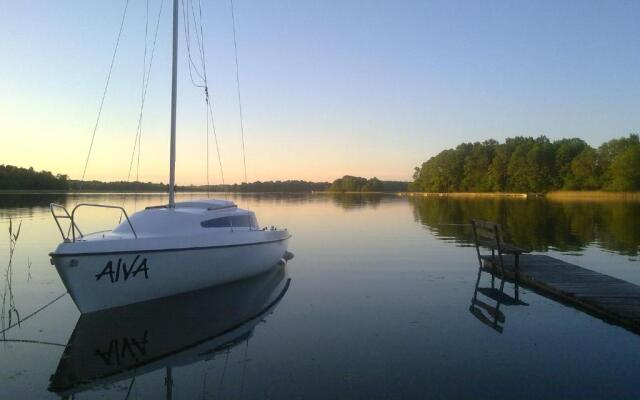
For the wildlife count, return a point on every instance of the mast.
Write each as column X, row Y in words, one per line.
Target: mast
column 174, row 95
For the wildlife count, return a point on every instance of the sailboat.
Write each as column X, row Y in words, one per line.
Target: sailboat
column 163, row 250
column 122, row 343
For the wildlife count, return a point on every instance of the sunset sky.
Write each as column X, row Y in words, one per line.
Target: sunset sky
column 368, row 88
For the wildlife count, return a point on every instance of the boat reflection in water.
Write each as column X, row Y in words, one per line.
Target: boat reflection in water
column 121, row 343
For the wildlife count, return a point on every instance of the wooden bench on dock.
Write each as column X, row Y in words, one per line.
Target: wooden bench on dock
column 603, row 296
column 489, row 235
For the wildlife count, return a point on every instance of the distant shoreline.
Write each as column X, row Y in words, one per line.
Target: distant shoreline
column 562, row 195
column 555, row 196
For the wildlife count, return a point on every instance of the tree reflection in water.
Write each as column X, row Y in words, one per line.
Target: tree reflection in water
column 538, row 224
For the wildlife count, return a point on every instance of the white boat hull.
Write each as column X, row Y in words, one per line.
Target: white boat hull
column 101, row 281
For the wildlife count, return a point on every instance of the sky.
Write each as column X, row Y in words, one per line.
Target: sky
column 366, row 88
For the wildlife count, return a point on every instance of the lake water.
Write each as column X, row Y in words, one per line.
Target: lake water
column 375, row 304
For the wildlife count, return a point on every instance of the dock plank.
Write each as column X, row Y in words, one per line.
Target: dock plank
column 609, row 298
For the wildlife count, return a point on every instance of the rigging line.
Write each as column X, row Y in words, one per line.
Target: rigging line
column 104, row 93
column 142, row 89
column 235, row 47
column 215, row 138
column 198, row 27
column 137, row 139
column 187, row 30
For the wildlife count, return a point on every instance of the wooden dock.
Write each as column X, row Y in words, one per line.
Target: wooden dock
column 603, row 296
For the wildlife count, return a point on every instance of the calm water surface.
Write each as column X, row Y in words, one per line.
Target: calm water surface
column 375, row 304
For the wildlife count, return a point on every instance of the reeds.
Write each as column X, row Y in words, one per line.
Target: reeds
column 9, row 309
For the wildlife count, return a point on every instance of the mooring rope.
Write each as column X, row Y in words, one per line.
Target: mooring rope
column 33, row 313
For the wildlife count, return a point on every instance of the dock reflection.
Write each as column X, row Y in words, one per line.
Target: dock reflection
column 117, row 344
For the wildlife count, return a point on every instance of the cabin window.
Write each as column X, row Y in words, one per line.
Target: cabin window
column 232, row 221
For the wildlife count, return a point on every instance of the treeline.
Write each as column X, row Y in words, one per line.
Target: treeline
column 117, row 186
column 17, row 178
column 350, row 183
column 290, row 186
column 527, row 164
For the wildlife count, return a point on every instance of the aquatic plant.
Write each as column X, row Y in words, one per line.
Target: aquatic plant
column 9, row 308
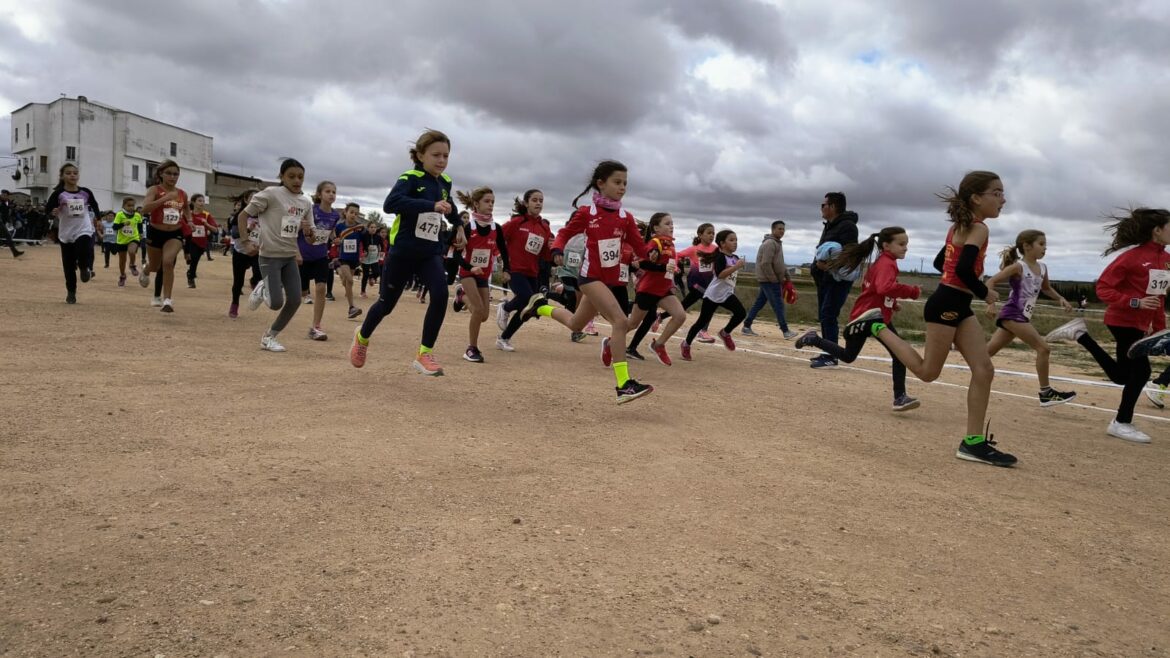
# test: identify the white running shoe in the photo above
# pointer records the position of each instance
(1126, 431)
(269, 343)
(1068, 331)
(502, 320)
(259, 295)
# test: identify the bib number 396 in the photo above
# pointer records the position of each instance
(427, 227)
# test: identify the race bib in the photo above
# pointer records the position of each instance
(481, 258)
(427, 226)
(1160, 281)
(608, 252)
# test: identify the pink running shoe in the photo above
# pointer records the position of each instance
(357, 351)
(727, 341)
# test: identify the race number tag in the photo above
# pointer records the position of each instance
(481, 258)
(608, 252)
(289, 225)
(1160, 281)
(427, 226)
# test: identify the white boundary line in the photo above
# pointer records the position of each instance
(950, 365)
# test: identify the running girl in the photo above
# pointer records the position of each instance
(283, 213)
(420, 199)
(126, 225)
(1134, 286)
(1020, 267)
(245, 253)
(201, 225)
(166, 205)
(484, 242)
(948, 312)
(349, 240)
(880, 292)
(720, 292)
(606, 226)
(529, 238)
(314, 247)
(76, 213)
(654, 286)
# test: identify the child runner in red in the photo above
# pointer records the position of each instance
(606, 226)
(948, 313)
(654, 286)
(880, 292)
(1020, 267)
(725, 265)
(484, 242)
(1134, 286)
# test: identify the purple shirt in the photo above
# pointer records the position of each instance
(317, 247)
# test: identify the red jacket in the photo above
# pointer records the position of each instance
(528, 239)
(1136, 273)
(605, 232)
(881, 289)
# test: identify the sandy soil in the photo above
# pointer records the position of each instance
(170, 489)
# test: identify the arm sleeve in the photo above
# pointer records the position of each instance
(965, 271)
(502, 244)
(399, 199)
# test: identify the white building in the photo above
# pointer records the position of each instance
(115, 150)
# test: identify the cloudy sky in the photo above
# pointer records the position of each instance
(736, 112)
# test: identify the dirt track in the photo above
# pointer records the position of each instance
(167, 488)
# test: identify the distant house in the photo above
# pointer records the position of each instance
(117, 151)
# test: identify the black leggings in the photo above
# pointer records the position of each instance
(397, 274)
(76, 255)
(1133, 374)
(240, 265)
(848, 354)
(733, 303)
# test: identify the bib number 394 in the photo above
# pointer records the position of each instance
(427, 227)
(608, 252)
(1160, 282)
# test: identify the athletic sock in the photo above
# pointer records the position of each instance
(621, 372)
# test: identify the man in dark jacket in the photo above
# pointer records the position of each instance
(841, 227)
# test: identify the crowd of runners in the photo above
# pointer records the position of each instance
(291, 245)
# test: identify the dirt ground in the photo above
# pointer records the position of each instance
(169, 489)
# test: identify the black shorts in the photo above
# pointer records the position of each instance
(315, 271)
(647, 301)
(948, 306)
(157, 238)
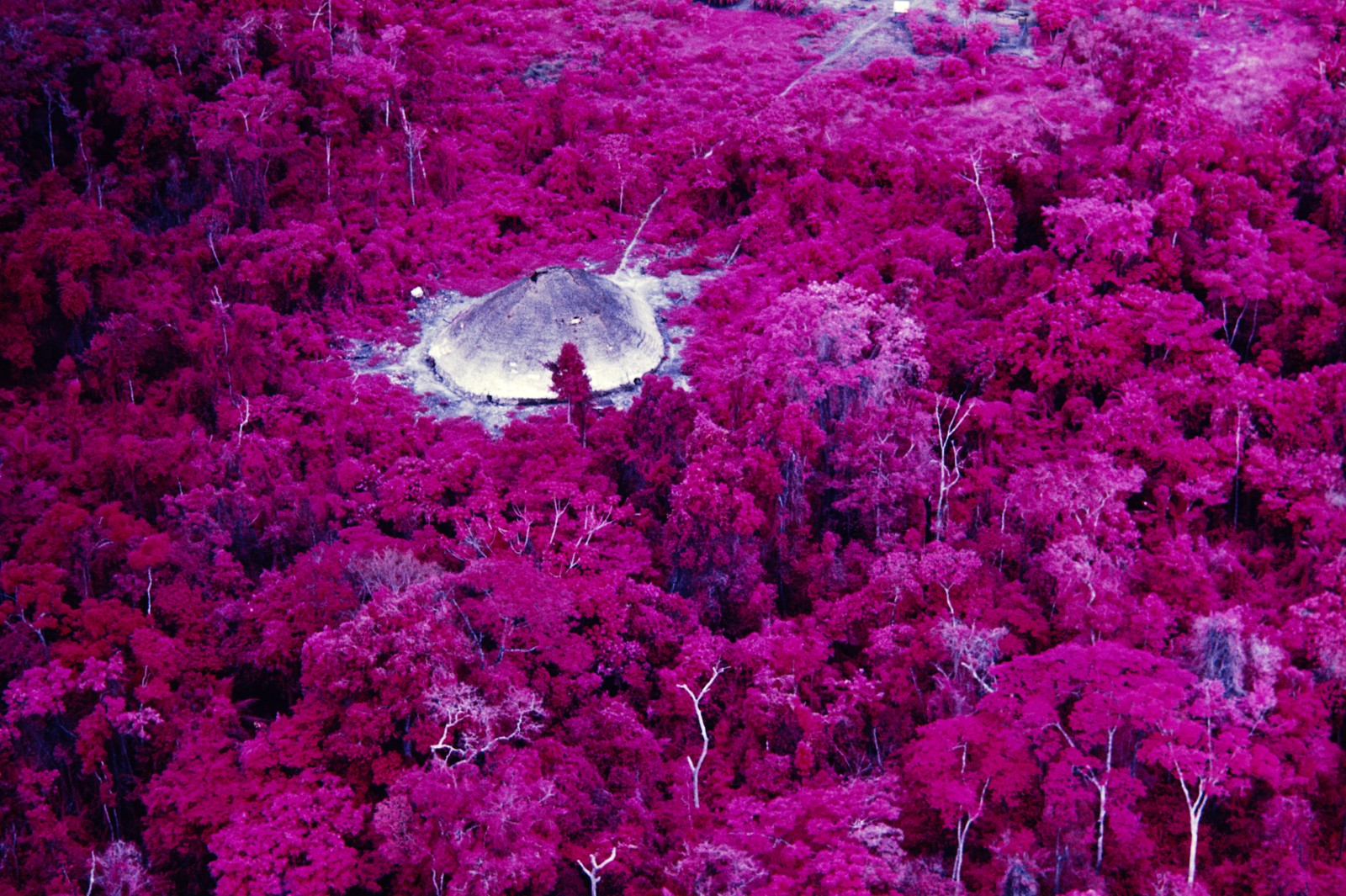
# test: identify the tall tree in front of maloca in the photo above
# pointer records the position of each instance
(571, 385)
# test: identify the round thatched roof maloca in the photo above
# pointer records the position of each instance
(502, 345)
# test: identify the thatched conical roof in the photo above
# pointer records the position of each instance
(500, 346)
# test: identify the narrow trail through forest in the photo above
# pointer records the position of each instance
(868, 22)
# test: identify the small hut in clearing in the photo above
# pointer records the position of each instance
(501, 346)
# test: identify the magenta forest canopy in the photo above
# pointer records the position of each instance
(929, 476)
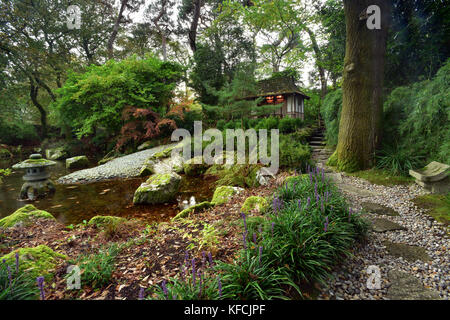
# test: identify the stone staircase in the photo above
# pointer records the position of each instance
------------------------------
▶ [TASK PROMPT]
Put every line of all the items above into a JSON list of strings, one string per line, with blank lines left out. Leave the pictures out of the list.

▶ [ANSWER FOR THE TASK]
[
  "For the wildlife count, return a point on every instance of the mast.",
  "Write each as column X, row Y in words, one per line.",
  "Target: mast",
  "column 174, row 95",
  "For the wildlife count, return a point on every instance of the sailboat.",
  "Write each as column X, row Y in words, one per line.",
  "Target: sailboat",
  "column 163, row 250",
  "column 122, row 343",
  "For the wildlife count, return a point on every instance of the sunset sky.",
  "Write each as column X, row Y in words, one per line.",
  "Target: sunset sky",
  "column 368, row 88",
  "For the wildlife count, return a point on every instance of the boat reflection in water.",
  "Write each as column X, row Y in words, one per line.",
  "Target: boat reflection in water",
  "column 121, row 343",
  "For the wildlife count, return a point on every instance of the wooden bench on dock.",
  "Write each as column X, row Y in words, one per line.",
  "Target: wooden bench on dock",
  "column 603, row 296",
  "column 489, row 235",
  "For the wildlife count, return a point on every instance of the distant shoreline.",
  "Write each as column X, row Y in words, one per line.",
  "Target: distant shoreline",
  "column 562, row 195",
  "column 555, row 196",
  "For the wildlife count, return a point on every instance of the tree reflection in water.",
  "Write each as column X, row Y in words, one per line.",
  "Target: tree reflection in water",
  "column 538, row 224",
  "For the wildlife count, return a point on every instance of the white boat hull.",
  "Write each as column X, row Y in words, one per line.",
  "Target: white boat hull",
  "column 101, row 281",
  "For the wildlife count, return a point on every instance of the sky.",
  "Write each as column X, row Y in words, one per line.",
  "Target: sky",
  "column 366, row 88",
  "For the wildlife count, return a point on every instance of the lake water.",
  "Write each as column X, row Y in words, one per line.",
  "Target: lake water",
  "column 375, row 304",
  "For the wildlife count, return a point on every instance of the dock plank.",
  "Write each as column X, row Y in words, one per line.",
  "Target: dock plank",
  "column 609, row 298",
  "For the wildlife count, return a point on every instance of the rigging line.",
  "Write each as column X, row Y in words, one per line.",
  "Target: rigging line",
  "column 104, row 93",
  "column 142, row 89",
  "column 235, row 47",
  "column 215, row 138",
  "column 198, row 27",
  "column 137, row 139",
  "column 187, row 30",
  "For the wildlife count, return a point on every instance of the wooden dock.",
  "Write each as column X, row Y in words, one per line.",
  "Target: wooden dock",
  "column 603, row 296",
  "For the wildlife count, return a point on every instance of the calm water surface.",
  "Write each as column X, row Y in words, one per line.",
  "Target: calm water surface",
  "column 375, row 304",
  "For the wildlife count, return a point on every instance of the reeds.",
  "Write each as column X, row Y in words, one per line.",
  "Target: reeds",
  "column 9, row 309",
  "For the wildlife count, return a point on every instance of the mooring rope.",
  "Write each as column X, row Y in words, one per line.",
  "Target: mooring rope",
  "column 33, row 313",
  "For the wildlife count, return a point on every instance of the dock reflection.",
  "Write each as column X, row Y in words, one per line.",
  "Target: dock reflection",
  "column 117, row 344",
  "For the wildlife count, return a point on every instance of the cabin window.",
  "Write each as column X, row Y in words, one per line.",
  "Target: cabin window",
  "column 232, row 221",
  "For the wildlife count, return a point on every instance of the treeline.",
  "Write each as column X, row Y in words, one per line.",
  "Target: treeline",
  "column 117, row 186",
  "column 17, row 178",
  "column 350, row 183",
  "column 290, row 186",
  "column 527, row 164",
  "For the wildlife count, return a point on every instance of the aquatic plant.",
  "Write each as column X, row Y in words, one per line.",
  "Target: aquatic plant",
  "column 9, row 308",
  "# test: identify the white running shoe in the photo above",
  "# pointer records the position of each instance",
  "(1126, 431)",
  "(269, 343)",
  "(1068, 331)",
  "(502, 320)",
  "(259, 295)",
  "# test: identify the bib number 396 in the photo above",
  "# pointer records the position of each instance",
  "(427, 227)",
  "# test: identify the race bib in the photo above",
  "# pointer records the position of each instance",
  "(481, 258)",
  "(427, 226)",
  "(1160, 281)",
  "(608, 252)",
  "# test: identify the pink running shoe in the photo above",
  "# pointer records the position of each instance",
  "(357, 351)",
  "(727, 341)",
  "# test: identify the race number tag in the photo above",
  "# pointer records the position of each instance",
  "(481, 258)",
  "(608, 252)",
  "(289, 225)",
  "(1160, 281)",
  "(427, 226)",
  "# test: identify the white boundary line in the photo above",
  "# pointer records the position of each instance",
  "(950, 365)",
  "# test: identify the running girl in the photo above",
  "# pointer records the position of each instance",
  "(283, 213)",
  "(420, 199)",
  "(126, 225)",
  "(1134, 286)",
  "(1020, 267)",
  "(245, 253)",
  "(201, 225)",
  "(166, 205)",
  "(484, 242)",
  "(948, 312)",
  "(349, 240)",
  "(880, 292)",
  "(720, 292)",
  "(606, 226)",
  "(529, 238)",
  "(314, 247)",
  "(76, 213)",
  "(654, 286)",
  "# test: identify the child runner in red in the photo above",
  "# pointer records the position of each instance",
  "(606, 226)",
  "(948, 313)",
  "(654, 286)",
  "(880, 292)",
  "(1020, 267)",
  "(725, 265)",
  "(484, 242)",
  "(1134, 286)",
  "# test: identify the purple shirt in the photo above",
  "# pointer records the position of each instance",
  "(317, 247)",
  "# test: identify the red jacket in the photo above",
  "# pointer records the position of each instance",
  "(528, 239)",
  "(1136, 273)",
  "(605, 232)",
  "(881, 289)",
  "# test: identify the sandy soil in the photo above",
  "# pointer records the position of each instance",
  "(170, 489)",
  "# test: identify the arm sleeve in the photo above",
  "# pointer records the position of each instance",
  "(965, 271)",
  "(502, 244)",
  "(399, 199)",
  "# test: identify the white building in the photo above",
  "# pointer records the position of each instance",
  "(115, 150)",
  "# test: identify the cloudy sky in the photo above",
  "# pointer records the position of each instance",
  "(736, 112)",
  "# test: identify the dirt track in the photo above",
  "# pointer records the position of each instance",
  "(167, 488)",
  "# test: identify the distant house in the photo above",
  "# pointer records the position of each instance",
  "(117, 151)",
  "# test: identify the black leggings in the photo above",
  "# pointer records the position of each instance",
  "(397, 274)",
  "(76, 255)",
  "(1133, 374)",
  "(240, 265)",
  "(848, 354)",
  "(733, 303)",
  "# test: identify the bib number 394 in the photo above",
  "# pointer records the position of each instance",
  "(427, 227)",
  "(608, 252)",
  "(1160, 282)",
  "# test: identify the athletic sock in the photo above",
  "# pointer records the position of each instance",
  "(621, 372)",
  "# test: identify the man in dark jacket in the photo above",
  "# pointer records the position of each instance",
  "(841, 227)",
  "# test: identify the crowd of runners in the photo above",
  "# pointer records the position of each instance",
  "(291, 245)",
  "# test: identify the dirt ground in the photo above",
  "# pointer records the position of each instance",
  "(169, 489)",
  "# test: identify the black shorts in the photo above",
  "# pointer records the position of each instance",
  "(315, 271)",
  "(647, 301)",
  "(948, 306)",
  "(157, 238)",
  "# test: identify the tall tree in front of maloca in the photo above",
  "# pointer records the position of each instance",
  "(571, 385)",
  "# test: identify the round thatched roof maloca in the photo above",
  "# pointer records the position of each instance",
  "(502, 345)",
  "# test: identify the thatched conical roof in the photo above",
  "# pointer records the position of each instance",
  "(500, 346)",
  "# test: identify the narrow trail through forest in the photo above",
  "# pointer records the position of each instance",
  "(868, 22)",
  "# test: identify the small hut in clearing in the photo above",
  "# pointer records the position of each instance",
  "(501, 346)",
  "# test: identify the magenta forest canopy in the photo above",
  "# pointer records the position of each instance",
  "(929, 476)",
  "# test: identify the stone staircase in the photo above",
  "# pointer records the position of each instance"
]